# Start of DATA TO PROCESS

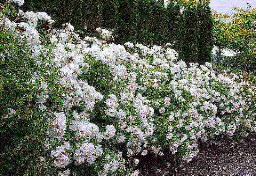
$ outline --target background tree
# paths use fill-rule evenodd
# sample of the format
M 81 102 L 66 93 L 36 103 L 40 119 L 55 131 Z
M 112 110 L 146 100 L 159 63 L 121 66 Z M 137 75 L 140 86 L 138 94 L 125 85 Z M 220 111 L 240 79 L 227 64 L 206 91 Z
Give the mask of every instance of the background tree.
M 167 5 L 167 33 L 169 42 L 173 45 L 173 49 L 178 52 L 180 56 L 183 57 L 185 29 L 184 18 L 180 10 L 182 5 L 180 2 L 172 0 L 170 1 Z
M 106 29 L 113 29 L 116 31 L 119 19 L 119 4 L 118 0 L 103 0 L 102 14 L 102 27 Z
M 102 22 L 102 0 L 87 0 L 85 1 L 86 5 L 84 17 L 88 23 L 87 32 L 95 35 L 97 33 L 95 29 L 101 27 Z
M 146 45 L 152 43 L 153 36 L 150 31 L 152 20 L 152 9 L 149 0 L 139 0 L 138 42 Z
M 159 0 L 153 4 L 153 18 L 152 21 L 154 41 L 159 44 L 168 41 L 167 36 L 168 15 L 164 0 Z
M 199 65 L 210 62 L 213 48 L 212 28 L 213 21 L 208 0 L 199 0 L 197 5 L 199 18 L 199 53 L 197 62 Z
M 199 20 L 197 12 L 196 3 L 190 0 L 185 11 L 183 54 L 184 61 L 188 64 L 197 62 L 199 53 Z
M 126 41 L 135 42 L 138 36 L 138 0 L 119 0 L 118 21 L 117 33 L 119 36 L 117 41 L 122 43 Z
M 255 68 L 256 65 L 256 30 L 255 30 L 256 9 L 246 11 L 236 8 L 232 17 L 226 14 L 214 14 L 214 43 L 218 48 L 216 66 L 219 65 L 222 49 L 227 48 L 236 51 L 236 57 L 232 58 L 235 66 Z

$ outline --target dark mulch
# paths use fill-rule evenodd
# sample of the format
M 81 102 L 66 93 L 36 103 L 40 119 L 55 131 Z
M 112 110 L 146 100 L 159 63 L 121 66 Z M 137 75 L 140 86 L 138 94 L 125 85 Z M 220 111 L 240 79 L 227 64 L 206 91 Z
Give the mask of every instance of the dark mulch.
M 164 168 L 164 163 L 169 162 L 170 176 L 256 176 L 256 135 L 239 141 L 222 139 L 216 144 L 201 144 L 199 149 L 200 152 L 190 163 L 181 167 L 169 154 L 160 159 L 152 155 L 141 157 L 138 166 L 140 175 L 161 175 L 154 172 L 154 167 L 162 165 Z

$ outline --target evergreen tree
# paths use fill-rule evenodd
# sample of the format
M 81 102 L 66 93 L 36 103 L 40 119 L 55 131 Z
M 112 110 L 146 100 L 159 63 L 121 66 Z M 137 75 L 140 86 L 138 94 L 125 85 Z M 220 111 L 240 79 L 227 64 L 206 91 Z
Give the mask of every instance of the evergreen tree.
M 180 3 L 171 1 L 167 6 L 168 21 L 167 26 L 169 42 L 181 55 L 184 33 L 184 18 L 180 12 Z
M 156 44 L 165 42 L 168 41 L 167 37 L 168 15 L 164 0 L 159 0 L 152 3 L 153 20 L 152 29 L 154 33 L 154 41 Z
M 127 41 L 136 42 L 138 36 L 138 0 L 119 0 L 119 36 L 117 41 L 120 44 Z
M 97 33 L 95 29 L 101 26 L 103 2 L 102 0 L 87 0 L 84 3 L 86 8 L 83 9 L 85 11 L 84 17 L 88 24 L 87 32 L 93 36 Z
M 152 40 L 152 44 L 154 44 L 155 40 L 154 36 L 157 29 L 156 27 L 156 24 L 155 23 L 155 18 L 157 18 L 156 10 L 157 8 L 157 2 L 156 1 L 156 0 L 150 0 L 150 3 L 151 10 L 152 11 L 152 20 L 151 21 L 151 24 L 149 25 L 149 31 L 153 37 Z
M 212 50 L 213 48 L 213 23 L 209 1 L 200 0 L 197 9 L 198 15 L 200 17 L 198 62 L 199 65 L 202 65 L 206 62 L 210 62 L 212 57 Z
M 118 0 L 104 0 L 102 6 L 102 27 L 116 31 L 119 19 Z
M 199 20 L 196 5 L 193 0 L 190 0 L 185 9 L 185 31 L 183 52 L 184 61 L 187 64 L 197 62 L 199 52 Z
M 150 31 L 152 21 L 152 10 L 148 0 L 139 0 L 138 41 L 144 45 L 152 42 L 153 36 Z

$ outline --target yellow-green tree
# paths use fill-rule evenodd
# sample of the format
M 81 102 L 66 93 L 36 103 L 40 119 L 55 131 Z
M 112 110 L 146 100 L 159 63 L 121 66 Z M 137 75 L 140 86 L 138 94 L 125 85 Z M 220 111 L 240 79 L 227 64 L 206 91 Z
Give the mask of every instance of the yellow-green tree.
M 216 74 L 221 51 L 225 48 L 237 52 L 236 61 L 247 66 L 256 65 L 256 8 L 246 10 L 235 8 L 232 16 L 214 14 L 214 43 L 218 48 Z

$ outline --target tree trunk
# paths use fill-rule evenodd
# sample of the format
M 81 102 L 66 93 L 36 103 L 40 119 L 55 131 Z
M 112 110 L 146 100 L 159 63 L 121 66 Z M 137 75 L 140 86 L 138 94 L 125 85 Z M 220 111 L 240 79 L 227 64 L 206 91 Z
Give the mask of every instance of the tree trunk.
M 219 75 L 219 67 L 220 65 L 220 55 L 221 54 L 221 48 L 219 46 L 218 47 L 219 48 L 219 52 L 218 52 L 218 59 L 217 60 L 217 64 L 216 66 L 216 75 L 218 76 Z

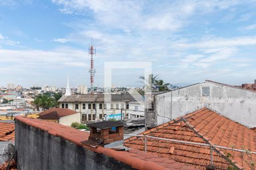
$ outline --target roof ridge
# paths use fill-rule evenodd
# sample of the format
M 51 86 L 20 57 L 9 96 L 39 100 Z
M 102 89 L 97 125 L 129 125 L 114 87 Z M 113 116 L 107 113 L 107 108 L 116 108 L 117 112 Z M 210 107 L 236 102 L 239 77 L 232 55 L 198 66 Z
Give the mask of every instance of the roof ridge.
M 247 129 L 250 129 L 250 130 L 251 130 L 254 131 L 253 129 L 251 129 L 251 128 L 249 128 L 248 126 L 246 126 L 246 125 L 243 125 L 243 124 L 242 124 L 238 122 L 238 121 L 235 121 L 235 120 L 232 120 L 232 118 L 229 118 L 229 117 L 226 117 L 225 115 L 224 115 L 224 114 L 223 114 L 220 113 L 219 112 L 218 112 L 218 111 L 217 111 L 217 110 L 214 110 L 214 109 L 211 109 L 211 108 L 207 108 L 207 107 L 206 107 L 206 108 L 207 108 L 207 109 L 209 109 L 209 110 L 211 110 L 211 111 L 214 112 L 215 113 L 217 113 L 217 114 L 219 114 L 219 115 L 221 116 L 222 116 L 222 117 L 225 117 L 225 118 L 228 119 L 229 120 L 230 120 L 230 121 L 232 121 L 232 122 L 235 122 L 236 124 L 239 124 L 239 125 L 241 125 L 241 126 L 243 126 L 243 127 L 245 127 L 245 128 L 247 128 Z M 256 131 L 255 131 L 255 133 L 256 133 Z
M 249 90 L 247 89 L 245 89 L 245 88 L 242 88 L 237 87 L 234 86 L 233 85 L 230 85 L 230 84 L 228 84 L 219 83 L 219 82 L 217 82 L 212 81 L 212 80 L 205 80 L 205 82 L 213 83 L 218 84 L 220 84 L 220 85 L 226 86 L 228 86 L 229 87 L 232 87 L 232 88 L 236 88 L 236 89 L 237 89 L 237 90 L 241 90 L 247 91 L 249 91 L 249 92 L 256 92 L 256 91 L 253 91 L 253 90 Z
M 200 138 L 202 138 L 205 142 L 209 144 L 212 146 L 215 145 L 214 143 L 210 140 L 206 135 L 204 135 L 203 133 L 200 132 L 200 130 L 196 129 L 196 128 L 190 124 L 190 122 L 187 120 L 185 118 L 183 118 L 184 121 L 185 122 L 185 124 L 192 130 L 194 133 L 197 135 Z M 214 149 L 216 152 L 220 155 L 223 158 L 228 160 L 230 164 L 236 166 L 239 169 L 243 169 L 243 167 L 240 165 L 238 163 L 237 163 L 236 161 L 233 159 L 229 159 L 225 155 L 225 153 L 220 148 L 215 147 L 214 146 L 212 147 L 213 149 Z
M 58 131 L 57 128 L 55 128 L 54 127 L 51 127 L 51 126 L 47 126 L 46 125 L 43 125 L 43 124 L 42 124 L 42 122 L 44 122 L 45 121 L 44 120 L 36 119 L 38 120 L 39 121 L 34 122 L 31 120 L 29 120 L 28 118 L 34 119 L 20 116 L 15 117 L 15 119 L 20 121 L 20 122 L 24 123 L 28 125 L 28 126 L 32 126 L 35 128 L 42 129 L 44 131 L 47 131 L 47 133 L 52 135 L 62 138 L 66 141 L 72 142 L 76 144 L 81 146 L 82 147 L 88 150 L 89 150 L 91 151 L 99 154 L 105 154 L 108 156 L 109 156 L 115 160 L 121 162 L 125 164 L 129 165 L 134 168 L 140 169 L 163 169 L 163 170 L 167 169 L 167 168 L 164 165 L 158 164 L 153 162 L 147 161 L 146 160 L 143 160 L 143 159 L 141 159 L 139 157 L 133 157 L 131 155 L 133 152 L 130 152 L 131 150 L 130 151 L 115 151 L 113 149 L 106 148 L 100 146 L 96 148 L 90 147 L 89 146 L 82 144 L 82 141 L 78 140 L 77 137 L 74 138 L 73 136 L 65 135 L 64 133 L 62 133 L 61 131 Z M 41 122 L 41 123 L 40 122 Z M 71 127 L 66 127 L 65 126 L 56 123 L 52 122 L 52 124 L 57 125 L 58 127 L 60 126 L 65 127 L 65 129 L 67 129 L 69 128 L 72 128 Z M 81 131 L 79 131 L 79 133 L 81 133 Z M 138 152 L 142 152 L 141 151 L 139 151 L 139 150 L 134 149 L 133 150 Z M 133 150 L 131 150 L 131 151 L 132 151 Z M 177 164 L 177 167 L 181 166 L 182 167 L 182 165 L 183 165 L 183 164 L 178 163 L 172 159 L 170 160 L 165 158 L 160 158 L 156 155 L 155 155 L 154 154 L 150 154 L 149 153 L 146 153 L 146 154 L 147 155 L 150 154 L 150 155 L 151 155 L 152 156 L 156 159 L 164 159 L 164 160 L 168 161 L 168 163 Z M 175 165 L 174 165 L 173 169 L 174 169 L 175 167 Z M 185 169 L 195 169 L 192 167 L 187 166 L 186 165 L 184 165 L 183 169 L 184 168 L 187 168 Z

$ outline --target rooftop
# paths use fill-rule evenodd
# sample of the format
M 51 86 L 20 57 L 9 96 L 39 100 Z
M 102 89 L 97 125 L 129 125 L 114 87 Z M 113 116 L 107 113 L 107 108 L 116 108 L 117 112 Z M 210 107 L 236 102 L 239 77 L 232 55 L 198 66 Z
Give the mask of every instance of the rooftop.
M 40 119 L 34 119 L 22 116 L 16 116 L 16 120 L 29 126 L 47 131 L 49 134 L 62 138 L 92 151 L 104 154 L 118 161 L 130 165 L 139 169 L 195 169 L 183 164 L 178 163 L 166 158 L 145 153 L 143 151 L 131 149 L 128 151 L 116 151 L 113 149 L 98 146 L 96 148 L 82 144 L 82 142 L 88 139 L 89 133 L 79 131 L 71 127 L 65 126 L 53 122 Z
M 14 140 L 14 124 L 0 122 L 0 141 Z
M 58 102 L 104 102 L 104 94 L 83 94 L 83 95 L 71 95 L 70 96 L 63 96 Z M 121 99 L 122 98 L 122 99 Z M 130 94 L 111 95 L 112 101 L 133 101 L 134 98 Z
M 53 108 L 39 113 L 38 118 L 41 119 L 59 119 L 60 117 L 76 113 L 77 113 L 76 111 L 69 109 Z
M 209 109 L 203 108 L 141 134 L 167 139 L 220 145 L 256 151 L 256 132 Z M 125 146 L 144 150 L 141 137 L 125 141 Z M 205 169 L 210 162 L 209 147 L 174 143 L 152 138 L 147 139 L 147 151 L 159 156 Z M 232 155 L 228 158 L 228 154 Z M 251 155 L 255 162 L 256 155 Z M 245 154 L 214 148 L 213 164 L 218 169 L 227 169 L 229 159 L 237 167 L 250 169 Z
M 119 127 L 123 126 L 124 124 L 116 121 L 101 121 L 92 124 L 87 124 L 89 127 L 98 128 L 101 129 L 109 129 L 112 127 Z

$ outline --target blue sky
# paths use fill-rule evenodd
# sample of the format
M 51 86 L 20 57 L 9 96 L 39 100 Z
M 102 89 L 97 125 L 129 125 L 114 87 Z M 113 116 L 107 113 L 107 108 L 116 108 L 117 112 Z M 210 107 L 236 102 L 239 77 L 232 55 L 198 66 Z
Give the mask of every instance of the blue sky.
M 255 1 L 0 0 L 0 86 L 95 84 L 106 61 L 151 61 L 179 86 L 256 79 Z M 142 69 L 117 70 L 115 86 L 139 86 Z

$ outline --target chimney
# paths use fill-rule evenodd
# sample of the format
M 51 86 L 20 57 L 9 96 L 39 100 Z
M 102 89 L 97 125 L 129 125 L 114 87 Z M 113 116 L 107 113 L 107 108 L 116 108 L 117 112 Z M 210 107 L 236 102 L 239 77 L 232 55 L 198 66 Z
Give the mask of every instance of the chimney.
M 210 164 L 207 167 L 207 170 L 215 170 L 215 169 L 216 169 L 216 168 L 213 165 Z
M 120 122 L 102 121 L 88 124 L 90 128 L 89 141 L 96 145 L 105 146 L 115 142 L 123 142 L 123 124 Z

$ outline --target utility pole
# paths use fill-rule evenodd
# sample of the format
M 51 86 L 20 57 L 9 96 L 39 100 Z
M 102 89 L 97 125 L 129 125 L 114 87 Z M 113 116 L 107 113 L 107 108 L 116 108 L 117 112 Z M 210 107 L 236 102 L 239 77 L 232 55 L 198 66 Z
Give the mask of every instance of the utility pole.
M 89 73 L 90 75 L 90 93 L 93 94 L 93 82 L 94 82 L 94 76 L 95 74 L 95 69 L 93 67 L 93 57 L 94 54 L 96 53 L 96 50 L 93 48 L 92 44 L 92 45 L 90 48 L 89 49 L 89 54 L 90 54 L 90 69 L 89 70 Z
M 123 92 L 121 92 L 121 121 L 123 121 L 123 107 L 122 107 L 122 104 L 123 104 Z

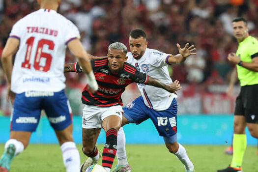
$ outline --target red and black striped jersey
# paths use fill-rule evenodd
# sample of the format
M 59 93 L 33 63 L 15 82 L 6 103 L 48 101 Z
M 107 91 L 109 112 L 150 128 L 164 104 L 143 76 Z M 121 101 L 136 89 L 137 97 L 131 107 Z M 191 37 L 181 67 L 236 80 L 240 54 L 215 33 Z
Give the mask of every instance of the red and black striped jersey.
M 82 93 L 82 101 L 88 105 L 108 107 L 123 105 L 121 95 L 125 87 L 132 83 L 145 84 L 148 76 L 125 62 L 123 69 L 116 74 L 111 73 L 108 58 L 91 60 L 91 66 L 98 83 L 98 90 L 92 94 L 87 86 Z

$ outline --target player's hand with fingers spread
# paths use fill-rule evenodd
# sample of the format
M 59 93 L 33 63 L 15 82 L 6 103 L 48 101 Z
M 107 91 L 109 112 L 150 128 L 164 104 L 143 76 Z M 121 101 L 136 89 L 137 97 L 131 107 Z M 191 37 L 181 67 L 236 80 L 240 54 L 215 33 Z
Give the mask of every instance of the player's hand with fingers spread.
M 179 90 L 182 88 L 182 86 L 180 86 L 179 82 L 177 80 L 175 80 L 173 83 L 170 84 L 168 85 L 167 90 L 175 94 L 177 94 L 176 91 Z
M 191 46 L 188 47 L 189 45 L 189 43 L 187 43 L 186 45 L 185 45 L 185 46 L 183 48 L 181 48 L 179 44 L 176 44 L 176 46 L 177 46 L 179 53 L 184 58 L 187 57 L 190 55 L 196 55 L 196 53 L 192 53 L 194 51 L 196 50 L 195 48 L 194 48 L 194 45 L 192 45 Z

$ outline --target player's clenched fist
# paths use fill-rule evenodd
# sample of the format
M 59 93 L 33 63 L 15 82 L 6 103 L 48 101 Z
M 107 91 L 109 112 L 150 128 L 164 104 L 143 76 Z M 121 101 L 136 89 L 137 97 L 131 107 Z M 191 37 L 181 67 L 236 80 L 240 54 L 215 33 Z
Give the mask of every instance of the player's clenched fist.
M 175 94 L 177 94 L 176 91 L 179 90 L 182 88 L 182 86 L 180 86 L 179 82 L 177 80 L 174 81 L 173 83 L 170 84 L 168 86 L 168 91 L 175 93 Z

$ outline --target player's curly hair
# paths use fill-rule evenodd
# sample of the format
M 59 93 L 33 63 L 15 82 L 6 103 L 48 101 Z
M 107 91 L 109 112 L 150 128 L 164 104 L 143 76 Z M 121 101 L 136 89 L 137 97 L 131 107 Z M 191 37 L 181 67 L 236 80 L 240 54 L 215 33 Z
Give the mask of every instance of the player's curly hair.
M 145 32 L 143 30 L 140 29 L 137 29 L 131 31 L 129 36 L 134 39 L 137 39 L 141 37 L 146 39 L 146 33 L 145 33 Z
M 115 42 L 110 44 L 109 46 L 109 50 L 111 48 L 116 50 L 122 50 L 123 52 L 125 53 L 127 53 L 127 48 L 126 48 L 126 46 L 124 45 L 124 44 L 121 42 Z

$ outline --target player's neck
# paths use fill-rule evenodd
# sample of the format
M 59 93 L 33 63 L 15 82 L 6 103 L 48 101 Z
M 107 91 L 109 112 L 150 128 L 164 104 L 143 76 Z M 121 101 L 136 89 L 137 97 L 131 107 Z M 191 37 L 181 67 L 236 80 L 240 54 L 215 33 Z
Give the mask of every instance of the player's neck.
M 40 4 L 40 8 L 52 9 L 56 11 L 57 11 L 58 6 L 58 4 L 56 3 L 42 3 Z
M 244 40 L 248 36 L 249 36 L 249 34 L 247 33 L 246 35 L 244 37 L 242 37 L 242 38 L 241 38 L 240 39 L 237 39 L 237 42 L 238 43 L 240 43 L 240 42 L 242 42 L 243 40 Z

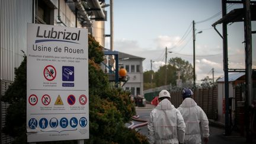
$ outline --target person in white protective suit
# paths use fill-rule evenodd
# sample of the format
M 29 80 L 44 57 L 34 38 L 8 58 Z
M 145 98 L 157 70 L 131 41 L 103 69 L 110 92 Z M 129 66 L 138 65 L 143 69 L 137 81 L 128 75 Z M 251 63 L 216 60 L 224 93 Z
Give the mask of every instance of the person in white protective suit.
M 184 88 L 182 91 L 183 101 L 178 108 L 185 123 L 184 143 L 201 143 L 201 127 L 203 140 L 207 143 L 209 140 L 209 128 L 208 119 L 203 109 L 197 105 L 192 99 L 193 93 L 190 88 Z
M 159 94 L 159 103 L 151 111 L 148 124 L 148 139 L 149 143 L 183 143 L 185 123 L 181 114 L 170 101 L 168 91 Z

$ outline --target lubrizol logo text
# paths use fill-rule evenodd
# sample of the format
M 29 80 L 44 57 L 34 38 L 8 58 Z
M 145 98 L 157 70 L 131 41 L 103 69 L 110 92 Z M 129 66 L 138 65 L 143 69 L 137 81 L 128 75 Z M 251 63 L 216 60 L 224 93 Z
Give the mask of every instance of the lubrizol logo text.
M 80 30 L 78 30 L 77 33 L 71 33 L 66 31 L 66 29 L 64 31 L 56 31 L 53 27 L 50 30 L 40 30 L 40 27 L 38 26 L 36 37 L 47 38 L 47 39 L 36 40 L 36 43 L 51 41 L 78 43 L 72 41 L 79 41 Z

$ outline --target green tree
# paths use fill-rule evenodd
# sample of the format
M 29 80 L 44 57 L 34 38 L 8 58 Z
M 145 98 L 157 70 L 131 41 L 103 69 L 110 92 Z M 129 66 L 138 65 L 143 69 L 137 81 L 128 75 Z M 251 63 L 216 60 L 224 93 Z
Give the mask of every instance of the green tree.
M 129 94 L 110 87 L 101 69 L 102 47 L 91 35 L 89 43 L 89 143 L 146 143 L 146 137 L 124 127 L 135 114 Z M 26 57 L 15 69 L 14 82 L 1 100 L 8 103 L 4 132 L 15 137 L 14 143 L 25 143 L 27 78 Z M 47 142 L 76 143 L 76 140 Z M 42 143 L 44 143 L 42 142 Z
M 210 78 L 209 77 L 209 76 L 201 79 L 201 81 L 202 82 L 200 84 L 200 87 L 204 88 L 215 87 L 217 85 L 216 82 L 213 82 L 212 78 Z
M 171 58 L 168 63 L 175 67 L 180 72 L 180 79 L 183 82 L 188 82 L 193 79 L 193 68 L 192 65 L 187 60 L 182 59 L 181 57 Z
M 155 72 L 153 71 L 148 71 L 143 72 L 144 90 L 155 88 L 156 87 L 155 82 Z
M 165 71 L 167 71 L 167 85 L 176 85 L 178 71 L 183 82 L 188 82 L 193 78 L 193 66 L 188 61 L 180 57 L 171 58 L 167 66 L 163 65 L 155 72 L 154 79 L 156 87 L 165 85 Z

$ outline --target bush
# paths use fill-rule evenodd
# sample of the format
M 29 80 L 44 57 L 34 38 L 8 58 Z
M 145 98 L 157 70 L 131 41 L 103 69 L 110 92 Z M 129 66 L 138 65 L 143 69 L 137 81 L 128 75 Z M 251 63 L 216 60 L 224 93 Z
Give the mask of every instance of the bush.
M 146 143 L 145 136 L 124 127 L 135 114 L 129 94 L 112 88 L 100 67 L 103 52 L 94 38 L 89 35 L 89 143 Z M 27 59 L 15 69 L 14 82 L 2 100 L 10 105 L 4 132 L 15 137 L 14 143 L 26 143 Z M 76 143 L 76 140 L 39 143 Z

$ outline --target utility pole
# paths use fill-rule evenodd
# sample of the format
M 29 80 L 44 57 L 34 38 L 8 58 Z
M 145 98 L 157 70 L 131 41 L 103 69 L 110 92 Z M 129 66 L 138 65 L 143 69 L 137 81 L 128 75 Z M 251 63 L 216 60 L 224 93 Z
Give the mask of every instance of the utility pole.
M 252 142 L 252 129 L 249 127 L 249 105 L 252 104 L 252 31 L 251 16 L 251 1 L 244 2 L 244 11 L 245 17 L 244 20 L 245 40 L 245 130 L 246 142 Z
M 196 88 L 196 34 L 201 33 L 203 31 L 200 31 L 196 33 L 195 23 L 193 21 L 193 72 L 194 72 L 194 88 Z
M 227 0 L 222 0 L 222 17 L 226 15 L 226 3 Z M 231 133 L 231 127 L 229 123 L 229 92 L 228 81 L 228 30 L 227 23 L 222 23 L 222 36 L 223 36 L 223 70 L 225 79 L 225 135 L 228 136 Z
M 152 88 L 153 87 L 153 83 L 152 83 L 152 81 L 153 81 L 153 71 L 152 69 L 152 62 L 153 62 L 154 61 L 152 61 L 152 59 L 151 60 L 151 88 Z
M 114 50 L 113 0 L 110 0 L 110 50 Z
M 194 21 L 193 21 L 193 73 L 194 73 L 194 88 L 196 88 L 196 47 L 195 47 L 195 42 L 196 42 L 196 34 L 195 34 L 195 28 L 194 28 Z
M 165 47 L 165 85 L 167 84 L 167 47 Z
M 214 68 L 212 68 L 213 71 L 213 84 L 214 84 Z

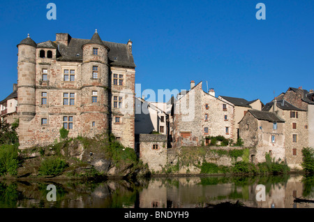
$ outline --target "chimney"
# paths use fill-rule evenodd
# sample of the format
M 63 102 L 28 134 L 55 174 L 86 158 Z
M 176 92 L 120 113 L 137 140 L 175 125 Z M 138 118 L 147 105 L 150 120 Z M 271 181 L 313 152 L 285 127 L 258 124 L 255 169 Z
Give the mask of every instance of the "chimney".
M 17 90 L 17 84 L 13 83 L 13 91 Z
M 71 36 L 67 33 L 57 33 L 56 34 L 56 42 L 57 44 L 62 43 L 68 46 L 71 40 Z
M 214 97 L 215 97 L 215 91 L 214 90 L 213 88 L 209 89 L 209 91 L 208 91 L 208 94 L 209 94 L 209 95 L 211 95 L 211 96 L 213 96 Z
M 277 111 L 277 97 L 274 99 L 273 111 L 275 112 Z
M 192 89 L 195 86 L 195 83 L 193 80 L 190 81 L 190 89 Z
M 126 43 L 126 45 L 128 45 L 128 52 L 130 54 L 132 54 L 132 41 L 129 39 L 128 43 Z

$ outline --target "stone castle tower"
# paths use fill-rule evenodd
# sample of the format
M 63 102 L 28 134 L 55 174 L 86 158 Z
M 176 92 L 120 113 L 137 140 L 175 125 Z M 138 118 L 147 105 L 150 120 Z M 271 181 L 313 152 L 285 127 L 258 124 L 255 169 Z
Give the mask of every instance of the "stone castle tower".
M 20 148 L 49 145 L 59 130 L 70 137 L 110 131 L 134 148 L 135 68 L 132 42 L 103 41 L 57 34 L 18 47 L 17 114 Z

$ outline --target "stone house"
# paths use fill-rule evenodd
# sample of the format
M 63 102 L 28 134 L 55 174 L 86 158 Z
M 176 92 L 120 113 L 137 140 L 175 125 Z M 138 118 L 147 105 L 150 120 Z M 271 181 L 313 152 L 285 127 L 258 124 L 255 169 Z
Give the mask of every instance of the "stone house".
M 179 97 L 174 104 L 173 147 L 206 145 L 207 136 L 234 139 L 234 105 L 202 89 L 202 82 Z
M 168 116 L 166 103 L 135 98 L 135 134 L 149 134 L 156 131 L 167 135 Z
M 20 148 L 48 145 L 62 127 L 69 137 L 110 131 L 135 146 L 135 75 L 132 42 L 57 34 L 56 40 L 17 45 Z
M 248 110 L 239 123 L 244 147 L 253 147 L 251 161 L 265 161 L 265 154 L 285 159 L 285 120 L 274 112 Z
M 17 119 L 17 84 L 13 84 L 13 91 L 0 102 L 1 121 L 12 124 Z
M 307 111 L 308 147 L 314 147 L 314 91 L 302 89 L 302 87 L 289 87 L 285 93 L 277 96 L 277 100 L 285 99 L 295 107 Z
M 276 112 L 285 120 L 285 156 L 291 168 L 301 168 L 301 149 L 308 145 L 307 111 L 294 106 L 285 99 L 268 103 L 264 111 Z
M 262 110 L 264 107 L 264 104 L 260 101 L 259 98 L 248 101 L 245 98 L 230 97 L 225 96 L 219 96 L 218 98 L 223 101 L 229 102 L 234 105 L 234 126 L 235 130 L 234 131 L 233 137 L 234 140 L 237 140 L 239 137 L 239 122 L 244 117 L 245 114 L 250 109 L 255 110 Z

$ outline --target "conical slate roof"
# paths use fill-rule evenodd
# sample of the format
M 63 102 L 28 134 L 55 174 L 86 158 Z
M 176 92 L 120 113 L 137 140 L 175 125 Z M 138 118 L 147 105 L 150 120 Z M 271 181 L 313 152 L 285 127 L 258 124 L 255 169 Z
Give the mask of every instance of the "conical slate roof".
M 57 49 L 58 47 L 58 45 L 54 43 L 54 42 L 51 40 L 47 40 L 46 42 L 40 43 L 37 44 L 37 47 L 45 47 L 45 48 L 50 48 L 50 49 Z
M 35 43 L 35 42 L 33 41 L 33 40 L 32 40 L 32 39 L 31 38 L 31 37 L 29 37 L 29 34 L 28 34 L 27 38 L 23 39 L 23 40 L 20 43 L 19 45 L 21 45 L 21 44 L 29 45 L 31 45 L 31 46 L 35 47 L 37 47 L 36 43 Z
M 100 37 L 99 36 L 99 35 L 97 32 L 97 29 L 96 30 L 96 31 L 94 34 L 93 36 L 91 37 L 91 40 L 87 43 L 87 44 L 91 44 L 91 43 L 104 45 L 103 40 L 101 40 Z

# End of DATA TO PROCESS

Put the lines of the data above into a numbered list, starting at the line containing "outline --target chimney" and ending at the line containing "M 123 92 L 121", with both of those lines included. Leave out any blank lines.

1. $ outline --target chimney
2. # paths use fill-rule evenodd
3. # sample of the format
4. M 51 86 L 20 57 L 9 96 L 39 100 Z
5. M 102 89 L 97 125 L 129 125 L 114 87 Z M 113 116 L 107 113 L 107 108 L 116 108 L 117 112 Z M 210 107 L 236 102 L 239 77 L 232 55 L 198 66 Z
6. Give the mask of every instance of the chimney.
7. M 210 164 L 207 167 L 207 170 L 215 170 L 215 169 L 216 169 L 216 168 L 213 165 Z
8. M 120 122 L 102 121 L 88 124 L 90 128 L 89 141 L 96 145 L 105 146 L 115 142 L 123 142 L 123 124 Z
9. $ outline --target utility pole
10. # paths use fill-rule evenodd
11. # sample of the format
12. M 51 86 L 20 57 L 9 96 L 39 100 Z
13. M 102 89 L 97 125 L 129 125 L 114 87 Z M 113 116 L 107 113 L 107 108 L 116 108 L 117 112 Z M 210 107 L 236 102 L 239 77 L 232 55 L 198 66 Z
14. Give the mask of every instance of the utility pole.
15. M 89 73 L 90 75 L 90 93 L 93 94 L 93 82 L 94 82 L 94 76 L 95 74 L 95 69 L 93 67 L 93 57 L 94 54 L 96 53 L 96 50 L 93 48 L 92 44 L 92 45 L 90 48 L 89 49 L 89 54 L 90 54 L 90 69 L 89 70 Z
16. M 123 92 L 121 92 L 121 121 L 123 121 L 123 107 L 122 107 L 122 104 L 123 104 Z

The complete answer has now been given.